§ **What is needed**:
Copy the records from the start through the line with "column 439, row 149", renaming "side mirror" to "rearview mirror" and changing nothing else.

** start of Raw data **

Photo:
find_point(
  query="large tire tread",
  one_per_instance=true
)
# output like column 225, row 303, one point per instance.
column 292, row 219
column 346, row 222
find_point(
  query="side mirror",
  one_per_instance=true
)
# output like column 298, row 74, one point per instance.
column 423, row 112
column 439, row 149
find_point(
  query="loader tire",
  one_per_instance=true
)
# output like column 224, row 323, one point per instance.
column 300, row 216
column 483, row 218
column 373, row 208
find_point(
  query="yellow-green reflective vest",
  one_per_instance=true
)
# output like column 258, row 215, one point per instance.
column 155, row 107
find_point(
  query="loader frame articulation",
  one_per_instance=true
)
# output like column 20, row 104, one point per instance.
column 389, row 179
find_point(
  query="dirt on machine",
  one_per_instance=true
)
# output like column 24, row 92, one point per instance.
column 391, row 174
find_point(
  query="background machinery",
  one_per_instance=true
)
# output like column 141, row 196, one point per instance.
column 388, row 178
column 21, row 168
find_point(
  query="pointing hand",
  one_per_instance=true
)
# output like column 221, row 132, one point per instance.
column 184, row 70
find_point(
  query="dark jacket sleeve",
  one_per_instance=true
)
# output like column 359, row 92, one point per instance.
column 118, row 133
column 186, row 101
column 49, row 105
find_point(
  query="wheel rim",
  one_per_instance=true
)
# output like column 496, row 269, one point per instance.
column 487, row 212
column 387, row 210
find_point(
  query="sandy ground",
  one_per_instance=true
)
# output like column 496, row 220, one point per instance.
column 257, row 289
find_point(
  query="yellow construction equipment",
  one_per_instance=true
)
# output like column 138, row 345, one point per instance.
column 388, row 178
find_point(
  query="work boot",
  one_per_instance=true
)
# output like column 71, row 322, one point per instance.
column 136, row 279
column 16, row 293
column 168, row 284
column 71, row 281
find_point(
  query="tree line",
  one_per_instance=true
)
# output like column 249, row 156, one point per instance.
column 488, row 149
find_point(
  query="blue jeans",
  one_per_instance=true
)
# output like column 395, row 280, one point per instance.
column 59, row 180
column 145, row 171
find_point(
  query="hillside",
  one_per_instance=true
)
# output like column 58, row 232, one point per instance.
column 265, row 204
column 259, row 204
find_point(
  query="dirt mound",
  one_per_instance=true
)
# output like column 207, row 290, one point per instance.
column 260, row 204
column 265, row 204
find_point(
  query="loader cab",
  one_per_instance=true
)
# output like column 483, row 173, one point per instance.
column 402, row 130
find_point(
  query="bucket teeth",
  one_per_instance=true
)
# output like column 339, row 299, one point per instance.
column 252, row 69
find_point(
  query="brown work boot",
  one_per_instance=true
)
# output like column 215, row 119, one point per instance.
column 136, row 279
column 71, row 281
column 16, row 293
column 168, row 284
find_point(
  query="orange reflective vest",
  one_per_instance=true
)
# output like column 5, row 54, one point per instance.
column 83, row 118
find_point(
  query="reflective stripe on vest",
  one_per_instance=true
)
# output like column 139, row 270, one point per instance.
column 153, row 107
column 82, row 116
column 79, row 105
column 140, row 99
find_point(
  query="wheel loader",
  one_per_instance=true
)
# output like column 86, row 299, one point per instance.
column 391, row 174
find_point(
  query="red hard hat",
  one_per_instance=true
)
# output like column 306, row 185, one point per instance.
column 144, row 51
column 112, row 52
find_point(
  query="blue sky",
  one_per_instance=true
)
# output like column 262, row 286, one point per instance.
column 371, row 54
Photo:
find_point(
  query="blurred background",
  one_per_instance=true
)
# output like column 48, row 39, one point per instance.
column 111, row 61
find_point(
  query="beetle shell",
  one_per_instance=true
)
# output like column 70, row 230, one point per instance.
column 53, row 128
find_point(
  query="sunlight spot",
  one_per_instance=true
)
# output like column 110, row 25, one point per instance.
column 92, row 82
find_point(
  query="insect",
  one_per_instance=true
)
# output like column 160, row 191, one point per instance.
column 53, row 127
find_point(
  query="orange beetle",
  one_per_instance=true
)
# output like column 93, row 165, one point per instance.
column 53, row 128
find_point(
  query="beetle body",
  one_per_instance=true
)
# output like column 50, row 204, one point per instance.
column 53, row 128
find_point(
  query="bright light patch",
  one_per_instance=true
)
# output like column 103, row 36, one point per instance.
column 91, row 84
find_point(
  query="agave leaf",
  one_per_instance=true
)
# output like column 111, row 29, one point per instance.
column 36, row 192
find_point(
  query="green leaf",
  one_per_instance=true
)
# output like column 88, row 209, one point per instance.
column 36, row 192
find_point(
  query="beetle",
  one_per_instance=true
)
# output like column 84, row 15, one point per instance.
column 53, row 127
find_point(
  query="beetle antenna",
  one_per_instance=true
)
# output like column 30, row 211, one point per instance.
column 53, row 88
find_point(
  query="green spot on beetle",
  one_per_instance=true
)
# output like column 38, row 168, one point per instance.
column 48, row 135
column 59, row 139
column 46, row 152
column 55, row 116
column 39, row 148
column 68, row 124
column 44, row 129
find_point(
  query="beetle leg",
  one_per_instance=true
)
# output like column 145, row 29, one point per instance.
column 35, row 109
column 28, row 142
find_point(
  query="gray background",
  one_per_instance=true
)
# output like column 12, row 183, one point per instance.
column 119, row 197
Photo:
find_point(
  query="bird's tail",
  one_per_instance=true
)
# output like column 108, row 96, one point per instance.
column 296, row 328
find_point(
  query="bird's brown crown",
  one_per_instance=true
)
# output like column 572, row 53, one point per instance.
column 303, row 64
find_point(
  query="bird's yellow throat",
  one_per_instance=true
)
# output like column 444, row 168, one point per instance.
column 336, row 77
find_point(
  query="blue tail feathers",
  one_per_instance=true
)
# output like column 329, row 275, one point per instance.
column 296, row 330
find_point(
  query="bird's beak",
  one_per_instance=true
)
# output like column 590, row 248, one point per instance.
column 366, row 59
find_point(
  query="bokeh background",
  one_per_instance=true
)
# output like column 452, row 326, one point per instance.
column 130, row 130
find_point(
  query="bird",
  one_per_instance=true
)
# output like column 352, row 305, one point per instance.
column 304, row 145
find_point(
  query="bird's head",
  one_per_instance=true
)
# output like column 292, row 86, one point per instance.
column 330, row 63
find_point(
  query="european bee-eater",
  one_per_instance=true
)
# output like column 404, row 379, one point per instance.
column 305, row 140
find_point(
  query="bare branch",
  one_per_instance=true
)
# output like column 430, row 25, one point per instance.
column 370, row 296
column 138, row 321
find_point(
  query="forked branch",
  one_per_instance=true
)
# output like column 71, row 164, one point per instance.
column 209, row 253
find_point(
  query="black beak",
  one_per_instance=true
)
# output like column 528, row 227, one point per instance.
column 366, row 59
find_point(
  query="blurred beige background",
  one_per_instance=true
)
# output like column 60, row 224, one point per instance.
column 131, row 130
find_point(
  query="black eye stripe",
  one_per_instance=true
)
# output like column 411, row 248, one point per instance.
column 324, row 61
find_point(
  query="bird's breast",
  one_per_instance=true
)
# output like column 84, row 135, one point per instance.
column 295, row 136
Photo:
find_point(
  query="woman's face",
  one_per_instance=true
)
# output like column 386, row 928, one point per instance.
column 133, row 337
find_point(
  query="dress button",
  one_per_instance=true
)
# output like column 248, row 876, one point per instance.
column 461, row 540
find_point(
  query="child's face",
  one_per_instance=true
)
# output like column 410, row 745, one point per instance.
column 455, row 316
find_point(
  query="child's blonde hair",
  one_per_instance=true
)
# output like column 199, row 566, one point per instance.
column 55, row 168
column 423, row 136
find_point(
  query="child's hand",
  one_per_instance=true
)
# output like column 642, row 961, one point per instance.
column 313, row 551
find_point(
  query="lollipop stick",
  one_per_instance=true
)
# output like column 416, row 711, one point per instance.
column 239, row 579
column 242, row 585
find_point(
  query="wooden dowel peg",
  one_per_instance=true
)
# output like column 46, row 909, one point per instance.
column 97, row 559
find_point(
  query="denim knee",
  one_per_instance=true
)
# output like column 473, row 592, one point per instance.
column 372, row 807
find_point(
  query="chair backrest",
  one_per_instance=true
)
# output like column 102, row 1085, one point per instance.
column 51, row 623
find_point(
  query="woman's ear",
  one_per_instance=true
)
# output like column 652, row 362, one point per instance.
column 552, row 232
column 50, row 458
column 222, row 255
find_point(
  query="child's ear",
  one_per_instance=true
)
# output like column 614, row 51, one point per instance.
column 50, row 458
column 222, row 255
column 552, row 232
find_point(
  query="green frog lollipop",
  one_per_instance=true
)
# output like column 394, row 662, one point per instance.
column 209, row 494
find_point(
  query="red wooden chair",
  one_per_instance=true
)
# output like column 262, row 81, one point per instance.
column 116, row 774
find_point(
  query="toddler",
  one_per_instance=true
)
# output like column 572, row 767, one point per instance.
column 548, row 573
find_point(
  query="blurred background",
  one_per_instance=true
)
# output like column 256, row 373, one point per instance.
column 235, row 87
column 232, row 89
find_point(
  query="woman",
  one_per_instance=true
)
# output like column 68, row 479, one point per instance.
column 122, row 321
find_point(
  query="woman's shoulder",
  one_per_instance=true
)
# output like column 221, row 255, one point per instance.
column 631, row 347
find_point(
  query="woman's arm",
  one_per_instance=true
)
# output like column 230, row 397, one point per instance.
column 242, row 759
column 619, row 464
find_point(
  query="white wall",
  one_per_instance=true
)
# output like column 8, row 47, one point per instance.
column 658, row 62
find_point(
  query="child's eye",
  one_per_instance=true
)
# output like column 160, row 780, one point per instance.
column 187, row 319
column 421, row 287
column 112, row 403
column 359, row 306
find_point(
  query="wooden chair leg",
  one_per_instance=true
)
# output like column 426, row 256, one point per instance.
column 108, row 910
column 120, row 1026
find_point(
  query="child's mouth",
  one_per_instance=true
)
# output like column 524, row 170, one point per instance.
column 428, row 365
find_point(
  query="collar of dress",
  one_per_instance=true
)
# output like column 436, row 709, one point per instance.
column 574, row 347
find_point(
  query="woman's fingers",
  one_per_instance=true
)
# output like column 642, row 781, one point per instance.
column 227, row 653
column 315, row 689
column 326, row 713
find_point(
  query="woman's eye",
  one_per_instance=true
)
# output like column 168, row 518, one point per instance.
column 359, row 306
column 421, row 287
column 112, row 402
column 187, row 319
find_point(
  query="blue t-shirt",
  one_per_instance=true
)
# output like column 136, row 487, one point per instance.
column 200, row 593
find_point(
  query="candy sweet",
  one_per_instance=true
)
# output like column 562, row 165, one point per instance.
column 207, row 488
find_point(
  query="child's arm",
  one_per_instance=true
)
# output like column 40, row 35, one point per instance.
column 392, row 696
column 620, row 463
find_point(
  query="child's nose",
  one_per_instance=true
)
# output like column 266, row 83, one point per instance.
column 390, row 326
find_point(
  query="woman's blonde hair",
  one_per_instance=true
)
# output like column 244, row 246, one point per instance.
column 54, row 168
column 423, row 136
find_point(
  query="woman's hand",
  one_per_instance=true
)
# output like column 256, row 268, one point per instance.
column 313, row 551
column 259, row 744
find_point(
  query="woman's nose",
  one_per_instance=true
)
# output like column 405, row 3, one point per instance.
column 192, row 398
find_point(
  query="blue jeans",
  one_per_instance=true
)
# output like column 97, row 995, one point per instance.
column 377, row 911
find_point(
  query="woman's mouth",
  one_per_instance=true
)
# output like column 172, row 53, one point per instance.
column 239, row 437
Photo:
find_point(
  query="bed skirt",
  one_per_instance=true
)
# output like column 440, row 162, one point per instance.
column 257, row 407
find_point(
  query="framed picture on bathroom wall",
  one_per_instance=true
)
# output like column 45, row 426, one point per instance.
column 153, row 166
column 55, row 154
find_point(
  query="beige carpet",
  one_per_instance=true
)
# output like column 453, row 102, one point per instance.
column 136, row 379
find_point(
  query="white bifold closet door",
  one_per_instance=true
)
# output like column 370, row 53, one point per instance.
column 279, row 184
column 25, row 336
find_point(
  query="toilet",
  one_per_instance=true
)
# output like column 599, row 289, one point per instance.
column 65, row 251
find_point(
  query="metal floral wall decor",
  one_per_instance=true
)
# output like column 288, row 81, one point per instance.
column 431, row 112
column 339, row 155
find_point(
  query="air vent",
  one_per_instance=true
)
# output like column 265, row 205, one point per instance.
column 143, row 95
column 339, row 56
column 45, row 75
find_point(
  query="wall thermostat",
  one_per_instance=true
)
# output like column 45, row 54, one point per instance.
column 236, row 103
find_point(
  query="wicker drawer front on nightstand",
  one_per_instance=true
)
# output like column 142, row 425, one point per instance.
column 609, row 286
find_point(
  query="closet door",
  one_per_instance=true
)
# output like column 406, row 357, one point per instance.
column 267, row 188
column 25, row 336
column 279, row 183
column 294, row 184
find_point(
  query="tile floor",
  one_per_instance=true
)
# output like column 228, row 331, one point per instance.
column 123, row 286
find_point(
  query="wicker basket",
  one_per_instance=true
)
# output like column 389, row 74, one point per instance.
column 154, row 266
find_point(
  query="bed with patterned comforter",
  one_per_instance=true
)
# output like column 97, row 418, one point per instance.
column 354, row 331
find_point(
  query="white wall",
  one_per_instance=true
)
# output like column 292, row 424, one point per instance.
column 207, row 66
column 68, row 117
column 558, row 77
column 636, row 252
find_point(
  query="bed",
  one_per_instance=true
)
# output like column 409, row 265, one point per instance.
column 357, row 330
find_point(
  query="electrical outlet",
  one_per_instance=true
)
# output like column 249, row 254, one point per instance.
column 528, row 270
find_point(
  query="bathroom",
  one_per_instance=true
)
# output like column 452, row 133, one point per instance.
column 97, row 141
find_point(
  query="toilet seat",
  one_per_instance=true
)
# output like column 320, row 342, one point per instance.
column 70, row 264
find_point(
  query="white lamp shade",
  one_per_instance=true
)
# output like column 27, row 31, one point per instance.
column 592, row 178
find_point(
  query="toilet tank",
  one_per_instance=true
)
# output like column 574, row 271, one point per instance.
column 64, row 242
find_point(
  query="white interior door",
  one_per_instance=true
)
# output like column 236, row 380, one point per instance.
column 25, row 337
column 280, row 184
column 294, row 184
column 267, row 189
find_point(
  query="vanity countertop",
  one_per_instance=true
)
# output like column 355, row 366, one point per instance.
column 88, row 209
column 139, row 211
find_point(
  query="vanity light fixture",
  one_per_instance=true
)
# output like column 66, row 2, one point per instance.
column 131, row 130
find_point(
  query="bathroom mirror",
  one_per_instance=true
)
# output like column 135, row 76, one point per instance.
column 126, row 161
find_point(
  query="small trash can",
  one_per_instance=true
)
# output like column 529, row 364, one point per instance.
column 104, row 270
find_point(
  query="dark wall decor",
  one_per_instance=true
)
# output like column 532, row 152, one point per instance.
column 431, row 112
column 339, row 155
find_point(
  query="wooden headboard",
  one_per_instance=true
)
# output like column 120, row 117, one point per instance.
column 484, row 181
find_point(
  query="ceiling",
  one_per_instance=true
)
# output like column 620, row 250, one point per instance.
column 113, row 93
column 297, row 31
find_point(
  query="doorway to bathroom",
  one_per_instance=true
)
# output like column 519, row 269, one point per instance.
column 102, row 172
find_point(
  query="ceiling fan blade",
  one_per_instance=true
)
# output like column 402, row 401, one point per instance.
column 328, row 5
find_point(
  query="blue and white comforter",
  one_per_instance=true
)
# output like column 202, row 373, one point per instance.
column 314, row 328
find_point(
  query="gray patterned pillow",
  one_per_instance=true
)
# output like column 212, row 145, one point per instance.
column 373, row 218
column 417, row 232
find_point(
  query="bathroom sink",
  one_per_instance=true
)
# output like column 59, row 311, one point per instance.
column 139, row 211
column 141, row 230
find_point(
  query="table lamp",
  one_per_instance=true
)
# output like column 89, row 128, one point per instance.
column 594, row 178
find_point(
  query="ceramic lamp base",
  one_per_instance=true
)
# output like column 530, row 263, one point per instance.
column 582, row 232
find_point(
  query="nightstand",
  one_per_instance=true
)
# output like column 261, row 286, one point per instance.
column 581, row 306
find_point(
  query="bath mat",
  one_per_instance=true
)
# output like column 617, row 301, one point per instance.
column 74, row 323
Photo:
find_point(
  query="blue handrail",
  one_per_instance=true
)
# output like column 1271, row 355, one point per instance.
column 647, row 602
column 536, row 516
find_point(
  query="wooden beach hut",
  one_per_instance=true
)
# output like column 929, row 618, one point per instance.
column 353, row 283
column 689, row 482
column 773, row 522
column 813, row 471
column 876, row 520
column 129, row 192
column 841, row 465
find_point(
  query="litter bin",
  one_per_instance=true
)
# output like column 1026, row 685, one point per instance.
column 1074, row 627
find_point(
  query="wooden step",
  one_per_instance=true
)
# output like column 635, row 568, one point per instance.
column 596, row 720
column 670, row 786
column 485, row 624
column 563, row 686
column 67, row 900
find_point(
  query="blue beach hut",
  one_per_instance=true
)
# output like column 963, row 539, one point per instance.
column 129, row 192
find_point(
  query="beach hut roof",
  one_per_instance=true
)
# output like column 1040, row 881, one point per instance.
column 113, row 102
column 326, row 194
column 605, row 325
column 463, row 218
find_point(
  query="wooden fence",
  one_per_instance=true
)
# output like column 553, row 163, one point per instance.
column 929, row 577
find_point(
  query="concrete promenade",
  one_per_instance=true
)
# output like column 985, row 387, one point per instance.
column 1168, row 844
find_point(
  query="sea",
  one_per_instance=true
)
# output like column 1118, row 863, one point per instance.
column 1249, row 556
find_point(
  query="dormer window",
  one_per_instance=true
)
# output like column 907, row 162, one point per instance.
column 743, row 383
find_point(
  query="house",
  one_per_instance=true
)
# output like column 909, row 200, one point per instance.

** end of Raw data **

§ **Finished answer**:
Photo:
find_point(
  query="large tire tread",
  one_per_instance=true
)
# output like column 225, row 303, one point per instance.
column 292, row 219
column 346, row 222
find_point(
  query="rearview mirror",
  one_per_instance=true
)
# output like column 298, row 74, one point per instance.
column 423, row 112
column 439, row 149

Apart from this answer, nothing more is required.